─── Data listing

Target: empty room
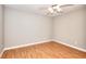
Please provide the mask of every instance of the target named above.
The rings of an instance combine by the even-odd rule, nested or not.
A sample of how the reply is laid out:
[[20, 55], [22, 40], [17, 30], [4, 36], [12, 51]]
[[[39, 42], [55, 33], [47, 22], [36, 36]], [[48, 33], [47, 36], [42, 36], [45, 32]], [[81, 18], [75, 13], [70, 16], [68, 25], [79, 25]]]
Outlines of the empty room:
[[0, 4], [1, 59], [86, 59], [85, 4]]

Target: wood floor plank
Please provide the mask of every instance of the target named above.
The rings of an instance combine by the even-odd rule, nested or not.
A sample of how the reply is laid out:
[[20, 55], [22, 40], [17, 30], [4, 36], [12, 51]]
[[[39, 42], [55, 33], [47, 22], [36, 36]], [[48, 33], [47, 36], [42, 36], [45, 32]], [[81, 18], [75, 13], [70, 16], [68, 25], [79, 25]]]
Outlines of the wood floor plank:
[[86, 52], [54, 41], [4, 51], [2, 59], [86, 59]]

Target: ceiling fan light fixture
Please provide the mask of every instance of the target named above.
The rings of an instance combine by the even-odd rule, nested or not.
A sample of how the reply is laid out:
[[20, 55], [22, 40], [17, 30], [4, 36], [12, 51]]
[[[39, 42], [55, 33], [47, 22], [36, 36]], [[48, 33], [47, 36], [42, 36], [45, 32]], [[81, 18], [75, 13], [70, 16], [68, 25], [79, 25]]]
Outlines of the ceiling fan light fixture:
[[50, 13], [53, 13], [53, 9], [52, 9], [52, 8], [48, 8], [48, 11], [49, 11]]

──────

| Exercise requirements |
Write out the data above line for line, without the pictures.

| Output of the task |
Target: empty room
Please provide the mask of every instance of the target named above.
The rings of an instance combine by the even-odd rule, nested or not.
A sample of how the reply is laid out:
[[20, 55], [22, 40], [17, 30], [4, 36], [12, 51]]
[[[39, 42], [55, 33], [47, 22], [36, 36]], [[48, 33], [47, 36], [42, 36], [45, 32]], [[81, 18], [75, 13], [70, 16], [68, 25], [79, 25]]]
Outlines of the empty room:
[[0, 4], [1, 59], [86, 59], [85, 4]]

Target: wood floor plank
Please provide the mask of every instance of the target named above.
The rings of an instance combine by the even-odd rule, nested or not.
A sample of how the reply is laid out:
[[20, 55], [22, 40], [17, 30], [4, 36], [12, 51]]
[[[39, 42], [55, 33], [47, 22], [36, 36]], [[48, 33], [47, 36], [42, 36], [45, 32]], [[81, 18], [75, 13], [70, 16], [68, 25], [79, 25]]]
Outlines of the wood floor plank:
[[86, 52], [54, 41], [4, 51], [2, 59], [86, 59]]

Target: ceiling fan light fixture
Please provide the mask of every instance of the target named above.
The rings of an instance combine by the even-odd rule, nested or not.
A sample of how the reply is laid out:
[[20, 55], [22, 40], [17, 30], [4, 36], [12, 51]]
[[[39, 42], [55, 33], [47, 22], [36, 36]], [[48, 33], [47, 36], [42, 36], [45, 32]], [[81, 18], [75, 13], [70, 16], [68, 25], [79, 25]]]
Outlines of the ceiling fan light fixture:
[[50, 13], [53, 13], [53, 9], [52, 9], [52, 8], [48, 8], [48, 11], [49, 11]]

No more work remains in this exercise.